SUPPLIED INFORMATION:
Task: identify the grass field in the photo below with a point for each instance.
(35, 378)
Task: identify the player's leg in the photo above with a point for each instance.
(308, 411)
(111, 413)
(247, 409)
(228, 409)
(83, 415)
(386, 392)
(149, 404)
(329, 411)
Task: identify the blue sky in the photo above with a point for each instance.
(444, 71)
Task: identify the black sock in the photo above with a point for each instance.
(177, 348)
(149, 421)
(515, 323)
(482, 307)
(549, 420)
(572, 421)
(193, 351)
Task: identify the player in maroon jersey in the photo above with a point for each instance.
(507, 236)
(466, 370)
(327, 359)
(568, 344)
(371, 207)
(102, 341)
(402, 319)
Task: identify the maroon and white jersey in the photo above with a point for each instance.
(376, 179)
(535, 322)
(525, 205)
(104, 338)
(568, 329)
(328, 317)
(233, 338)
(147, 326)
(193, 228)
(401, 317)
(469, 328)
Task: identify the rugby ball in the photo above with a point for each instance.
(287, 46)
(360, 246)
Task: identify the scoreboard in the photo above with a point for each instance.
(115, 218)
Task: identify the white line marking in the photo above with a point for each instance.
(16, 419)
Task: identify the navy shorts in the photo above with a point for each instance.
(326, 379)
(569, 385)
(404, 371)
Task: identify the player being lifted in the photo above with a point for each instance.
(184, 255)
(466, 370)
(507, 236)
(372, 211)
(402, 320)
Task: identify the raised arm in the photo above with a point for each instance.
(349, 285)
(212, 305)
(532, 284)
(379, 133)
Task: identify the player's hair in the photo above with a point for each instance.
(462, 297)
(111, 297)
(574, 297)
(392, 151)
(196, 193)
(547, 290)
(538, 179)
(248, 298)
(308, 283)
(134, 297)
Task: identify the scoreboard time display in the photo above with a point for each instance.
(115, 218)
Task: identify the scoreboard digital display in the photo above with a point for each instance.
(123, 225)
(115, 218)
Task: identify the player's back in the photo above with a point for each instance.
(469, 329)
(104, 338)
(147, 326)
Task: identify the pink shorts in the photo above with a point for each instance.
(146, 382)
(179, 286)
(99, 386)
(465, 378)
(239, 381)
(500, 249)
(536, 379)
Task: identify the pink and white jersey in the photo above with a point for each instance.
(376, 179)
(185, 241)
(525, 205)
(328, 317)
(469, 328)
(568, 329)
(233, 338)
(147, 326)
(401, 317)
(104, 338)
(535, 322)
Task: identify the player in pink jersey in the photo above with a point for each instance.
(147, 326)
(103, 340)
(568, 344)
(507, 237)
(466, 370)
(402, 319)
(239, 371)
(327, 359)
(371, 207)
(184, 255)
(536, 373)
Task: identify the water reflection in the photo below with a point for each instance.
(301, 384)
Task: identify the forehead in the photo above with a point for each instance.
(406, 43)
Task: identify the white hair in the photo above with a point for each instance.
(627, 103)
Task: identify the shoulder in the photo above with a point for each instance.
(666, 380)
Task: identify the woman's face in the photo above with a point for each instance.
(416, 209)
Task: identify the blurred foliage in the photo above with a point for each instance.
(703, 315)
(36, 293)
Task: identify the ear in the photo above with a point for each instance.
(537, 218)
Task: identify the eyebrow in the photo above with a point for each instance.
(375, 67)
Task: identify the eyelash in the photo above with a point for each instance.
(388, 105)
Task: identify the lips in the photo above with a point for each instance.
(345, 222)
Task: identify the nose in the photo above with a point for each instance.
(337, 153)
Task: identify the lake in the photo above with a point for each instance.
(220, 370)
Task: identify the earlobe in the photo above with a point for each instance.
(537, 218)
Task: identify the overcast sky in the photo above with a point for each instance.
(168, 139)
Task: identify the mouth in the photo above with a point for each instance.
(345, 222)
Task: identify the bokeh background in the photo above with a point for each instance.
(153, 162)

WHAT TO WORK ON: Return exactly the lines of the data, and only those, from the line with "Task: identify the lake" through the last line, inclusive.

SOLUTION:
Task: identify the lake in the photo above with a point for each instance.
(220, 370)
Task: identify the earlobe in the photo above with a point for each instance.
(537, 218)
Task: identify the overcast sky in the photo above with a point for each instance.
(168, 139)
Task: identify the mouth in the photo above with a point for each instance.
(345, 222)
Task: identify the bokeh background in the photo above with a point for each instance.
(153, 162)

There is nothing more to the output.